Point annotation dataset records
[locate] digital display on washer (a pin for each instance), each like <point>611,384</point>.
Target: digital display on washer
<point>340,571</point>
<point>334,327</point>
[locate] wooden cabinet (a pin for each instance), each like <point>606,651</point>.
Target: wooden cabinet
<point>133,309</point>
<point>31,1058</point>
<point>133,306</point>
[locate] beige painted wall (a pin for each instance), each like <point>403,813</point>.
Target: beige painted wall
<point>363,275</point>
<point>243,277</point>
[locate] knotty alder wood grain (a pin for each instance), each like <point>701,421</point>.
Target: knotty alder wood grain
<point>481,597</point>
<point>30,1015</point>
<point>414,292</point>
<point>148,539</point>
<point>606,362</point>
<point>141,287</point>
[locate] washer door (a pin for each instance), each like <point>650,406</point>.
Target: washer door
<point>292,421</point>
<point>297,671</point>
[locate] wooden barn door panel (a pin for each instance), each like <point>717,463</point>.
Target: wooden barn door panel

**Problem statement**
Can you rewrite these lines with "washer" swapped for "washing machine" everywhere it occurs, leaving everything else the same?

**Correct result**
[locate] digital display on washing machine (a pin for each instance), each like <point>611,384</point>.
Target: digital display on washing machine
<point>340,571</point>
<point>334,327</point>
[locate] wooden cabinet (a pin for each instance), each like <point>606,651</point>.
Target: wooden cabinet
<point>133,309</point>
<point>31,1058</point>
<point>133,306</point>
[locate] beige painted wall (a pin for each instance), each like <point>403,813</point>.
Target: beige painted wall
<point>363,275</point>
<point>243,277</point>
[locate] knotty alder wood grain (a pin for each instance), each like <point>701,421</point>.
Target: knotty alder wood grain
<point>481,597</point>
<point>30,1015</point>
<point>414,292</point>
<point>148,539</point>
<point>606,362</point>
<point>141,287</point>
[locate] washing machine door (a pin for each instance), each like <point>650,406</point>.
Target: washing machine door
<point>292,421</point>
<point>297,671</point>
[locate] wooden barn door panel (a pin for each instance), each like <point>717,463</point>.
Target: wooden barn door panel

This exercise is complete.